> [Entries provided]:
=======

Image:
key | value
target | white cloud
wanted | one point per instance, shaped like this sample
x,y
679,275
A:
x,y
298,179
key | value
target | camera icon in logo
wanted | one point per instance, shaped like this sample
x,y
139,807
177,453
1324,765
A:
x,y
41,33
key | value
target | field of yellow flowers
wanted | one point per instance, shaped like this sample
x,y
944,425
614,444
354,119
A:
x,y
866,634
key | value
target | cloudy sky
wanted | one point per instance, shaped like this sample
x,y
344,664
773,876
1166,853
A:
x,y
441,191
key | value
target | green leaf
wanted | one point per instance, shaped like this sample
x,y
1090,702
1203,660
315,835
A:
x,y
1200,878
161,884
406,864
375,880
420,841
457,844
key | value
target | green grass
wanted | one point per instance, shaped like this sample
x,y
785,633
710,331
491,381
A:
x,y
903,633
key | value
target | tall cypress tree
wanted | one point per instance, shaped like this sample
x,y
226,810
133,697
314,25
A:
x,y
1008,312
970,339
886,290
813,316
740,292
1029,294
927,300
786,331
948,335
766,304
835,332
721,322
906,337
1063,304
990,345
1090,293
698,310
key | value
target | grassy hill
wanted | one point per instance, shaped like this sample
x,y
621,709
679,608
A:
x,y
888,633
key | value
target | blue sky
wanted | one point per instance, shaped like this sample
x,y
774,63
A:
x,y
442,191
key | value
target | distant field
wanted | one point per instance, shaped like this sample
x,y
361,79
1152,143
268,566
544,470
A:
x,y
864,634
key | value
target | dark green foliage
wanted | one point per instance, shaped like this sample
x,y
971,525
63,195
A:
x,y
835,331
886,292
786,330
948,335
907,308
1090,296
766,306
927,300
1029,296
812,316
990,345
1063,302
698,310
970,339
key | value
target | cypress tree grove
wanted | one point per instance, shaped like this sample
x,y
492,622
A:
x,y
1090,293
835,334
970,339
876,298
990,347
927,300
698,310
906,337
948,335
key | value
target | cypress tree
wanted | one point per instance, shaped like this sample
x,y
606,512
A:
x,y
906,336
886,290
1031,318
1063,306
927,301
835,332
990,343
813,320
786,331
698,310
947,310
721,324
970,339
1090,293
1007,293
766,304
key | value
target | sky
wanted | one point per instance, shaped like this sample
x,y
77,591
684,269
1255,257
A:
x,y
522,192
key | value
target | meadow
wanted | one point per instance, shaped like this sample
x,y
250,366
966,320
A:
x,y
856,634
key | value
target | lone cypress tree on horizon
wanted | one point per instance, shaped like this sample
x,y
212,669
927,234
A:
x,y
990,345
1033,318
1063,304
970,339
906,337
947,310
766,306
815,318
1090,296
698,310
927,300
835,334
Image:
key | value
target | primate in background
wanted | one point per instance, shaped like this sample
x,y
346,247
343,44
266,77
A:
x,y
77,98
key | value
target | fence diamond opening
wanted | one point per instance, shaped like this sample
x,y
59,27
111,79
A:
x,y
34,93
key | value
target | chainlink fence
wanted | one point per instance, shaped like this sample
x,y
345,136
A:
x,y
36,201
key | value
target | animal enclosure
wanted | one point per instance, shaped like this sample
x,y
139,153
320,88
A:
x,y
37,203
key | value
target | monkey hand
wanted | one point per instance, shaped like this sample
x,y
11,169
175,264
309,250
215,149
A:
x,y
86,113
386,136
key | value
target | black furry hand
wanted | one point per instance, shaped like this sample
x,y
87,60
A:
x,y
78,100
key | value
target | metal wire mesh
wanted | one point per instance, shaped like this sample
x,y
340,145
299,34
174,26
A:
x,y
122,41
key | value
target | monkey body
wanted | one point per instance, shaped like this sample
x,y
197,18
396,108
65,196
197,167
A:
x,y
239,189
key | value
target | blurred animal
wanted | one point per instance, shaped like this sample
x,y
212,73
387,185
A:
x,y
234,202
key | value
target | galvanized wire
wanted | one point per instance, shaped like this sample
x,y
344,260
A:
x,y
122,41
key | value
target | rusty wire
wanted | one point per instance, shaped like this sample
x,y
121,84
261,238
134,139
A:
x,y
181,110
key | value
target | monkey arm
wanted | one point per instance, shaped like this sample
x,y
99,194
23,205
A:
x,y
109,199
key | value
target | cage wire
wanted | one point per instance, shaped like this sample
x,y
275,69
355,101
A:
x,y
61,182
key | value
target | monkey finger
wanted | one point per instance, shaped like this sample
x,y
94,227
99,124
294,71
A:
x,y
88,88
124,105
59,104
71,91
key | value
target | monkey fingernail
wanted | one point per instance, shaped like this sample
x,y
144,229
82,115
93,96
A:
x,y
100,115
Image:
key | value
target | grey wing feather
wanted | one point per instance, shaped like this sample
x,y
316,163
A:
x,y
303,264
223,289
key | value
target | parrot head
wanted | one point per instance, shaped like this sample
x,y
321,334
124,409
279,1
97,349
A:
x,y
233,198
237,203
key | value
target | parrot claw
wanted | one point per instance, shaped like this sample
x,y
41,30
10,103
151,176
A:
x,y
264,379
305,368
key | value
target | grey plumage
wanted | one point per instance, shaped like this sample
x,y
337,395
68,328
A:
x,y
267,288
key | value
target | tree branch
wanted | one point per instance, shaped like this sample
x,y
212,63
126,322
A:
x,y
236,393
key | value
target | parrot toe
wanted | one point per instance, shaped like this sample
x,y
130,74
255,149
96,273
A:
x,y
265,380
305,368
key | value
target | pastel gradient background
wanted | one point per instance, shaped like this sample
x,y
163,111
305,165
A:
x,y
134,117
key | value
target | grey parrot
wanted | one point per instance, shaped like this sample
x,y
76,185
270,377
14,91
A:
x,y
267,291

=======

> [Work to complete]:
Extract all of the data above without altering anything.

> [Finished answer]:
Image:
key | value
target | white cloud
wanted | one point per instance, shaped like this sample
x,y
679,275
A:
x,y
298,179
key | value
target | camera icon in logo
wanted | one point per instance, shaped like this sample
x,y
139,807
177,453
1324,765
A:
x,y
41,33
key | value
target | field of yellow flowers
wanted | one point per instance, shaped like this sample
x,y
944,425
614,444
354,119
A:
x,y
866,634
key | value
target | cloudy sky
wanted | one point per instance, shaped like this sample
x,y
344,664
773,876
1166,853
A:
x,y
441,191
key | value
target | green leaf
wanted | one point per instance, shaped like this sample
x,y
1090,702
1203,660
315,835
A:
x,y
1200,878
161,884
406,864
375,880
420,841
457,844
key | value
target | green grass
wanted | one point per instance, shaped like this sample
x,y
785,633
710,331
491,381
A:
x,y
903,633
key | value
target | tall cypress tree
wanted | one point per instance, shaped like this sample
x,y
226,810
133,697
314,25
A:
x,y
1008,312
970,339
886,290
813,316
740,292
1029,294
927,300
786,331
948,335
766,304
835,332
721,322
906,337
1063,304
990,345
1090,293
698,310
key | value
target | grassy hill
wanted | one point per instance, shaped like this sample
x,y
621,709
679,608
A:
x,y
888,633
key | value
target | blue sky
wanted | one point per instance, shaped like this sample
x,y
774,63
A:
x,y
442,191
key | value
target | distant field
wanted | one point per instance, shaped like this sample
x,y
361,79
1152,143
268,566
544,470
A:
x,y
864,634
key | value
target | dark green foliage
wanted | one point per instance, shaped like this sample
x,y
971,525
63,195
A:
x,y
835,331
886,292
786,330
948,335
907,308
1090,296
766,306
927,300
1029,296
812,316
990,345
1063,302
698,310
970,339
key | value
target | cypress tree grove
wanted | one point per instance, shaped like this sample
x,y
492,622
A:
x,y
1090,293
835,334
970,339
876,298
990,347
927,300
698,310
906,337
948,335
key | value
target | cypress tree
wanted | one point per instance, shaped like this sample
x,y
606,512
A:
x,y
906,336
886,290
1031,318
1063,306
927,301
835,332
990,343
813,320
786,331
698,310
947,310
721,324
970,339
1090,293
1007,293
766,304
key | value
target | sky
wanted | one point per instance, shaped like this sample
x,y
77,591
684,269
1255,257
A:
x,y
522,192
key | value
target | meadow
wanted | one point per instance, shaped like this sample
x,y
250,366
966,320
A:
x,y
856,634
key | value
target | lone cypress tree on horizon
wanted | one point per instance, shaped like this sample
x,y
212,669
927,234
A:
x,y
990,345
1033,318
1063,304
970,339
906,337
947,310
766,306
815,318
1090,296
698,310
927,300
835,334
Image:
key | value
target | primate in background
wanted | one point per instance, shaped like this sample
x,y
346,247
343,44
266,77
A:
x,y
77,98
key | value
target | fence diamond opening
wanted | one point per instance, shaped like this sample
x,y
59,27
111,79
A:
x,y
34,93
key | value
target | chainlink fence
wanted | one point per instance, shaped like this sample
x,y
345,136
A:
x,y
36,201
key | value
target | animal enclosure
wanted | one point per instance, shaped like this sample
x,y
139,153
320,88
A:
x,y
37,203
key | value
target | monkey hand
wanted | one point per instance, shaped like this sample
x,y
11,169
175,264
309,250
215,149
A:
x,y
86,113
386,136
key | value
target | black furry hand
wanted | one point per instance, shaped like this sample
x,y
87,60
A:
x,y
78,100
key | value
target | metal wire mesh
wanted | one point per instance, shaped like this sample
x,y
340,145
299,34
174,26
A:
x,y
122,41
key | value
target | monkey body
wanted | one point per instance, shaped like this sample
x,y
197,18
396,108
65,196
197,167
A:
x,y
239,189
key | value
target | blurred animal
wanted | one point per instance, shaped like this sample
x,y
212,73
387,185
A:
x,y
234,202
key | value
target | galvanized wire
wanted | one point per instance, shaped like this sample
x,y
344,260
A:
x,y
122,41
key | value
target | rusty wire
wanted | one point per instance, shaped like this sample
x,y
121,84
261,238
134,139
A:
x,y
181,110
key | value
target | monkey arm
wanted | one point per instance, shaped like this sample
x,y
99,194
23,205
A:
x,y
109,199
key | value
target | cage wire
wanted | one point per instance, shaped like this sample
x,y
275,69
355,101
A:
x,y
61,182
key | value
target | monkey finger
wanted | one point per instance, shaped like this sample
x,y
94,227
99,124
294,71
A:
x,y
88,88
124,105
59,104
71,91
key | value
target | monkey fingernail
wanted | one point per instance, shaped like this sample
x,y
144,229
82,115
93,96
A:
x,y
100,115
Image:
key | value
target | grey wing feather
wanted | one point per instance, shaped like this sample
x,y
316,163
A:
x,y
303,264
223,289
key | value
target | parrot head
wanted | one point per instance, shaped like this sample
x,y
321,334
124,409
279,1
97,349
A:
x,y
233,198
237,203
key | value
target | parrot claw
wanted | one point per instance, shaped like this sample
x,y
41,30
10,103
151,176
A:
x,y
264,379
305,368
key | value
target | grey plumage
wanted | one point per instance, shaped like this sample
x,y
337,395
68,328
A:
x,y
267,288
key | value
target | tree branch
wanted | one point per instance, shaped like this sample
x,y
212,63
126,322
A:
x,y
236,393
key | value
target | parrot toe
wanted | one point per instance, shaped like this sample
x,y
130,74
255,149
96,273
A:
x,y
265,380
305,368
key | value
target | pastel gradient background
wanted | one point per instance, shaped like this sample
x,y
163,111
305,165
A:
x,y
134,117
key | value
target | grey parrot
wanted | one point per instance, shaped like this sample
x,y
76,185
270,377
14,91
A:
x,y
267,291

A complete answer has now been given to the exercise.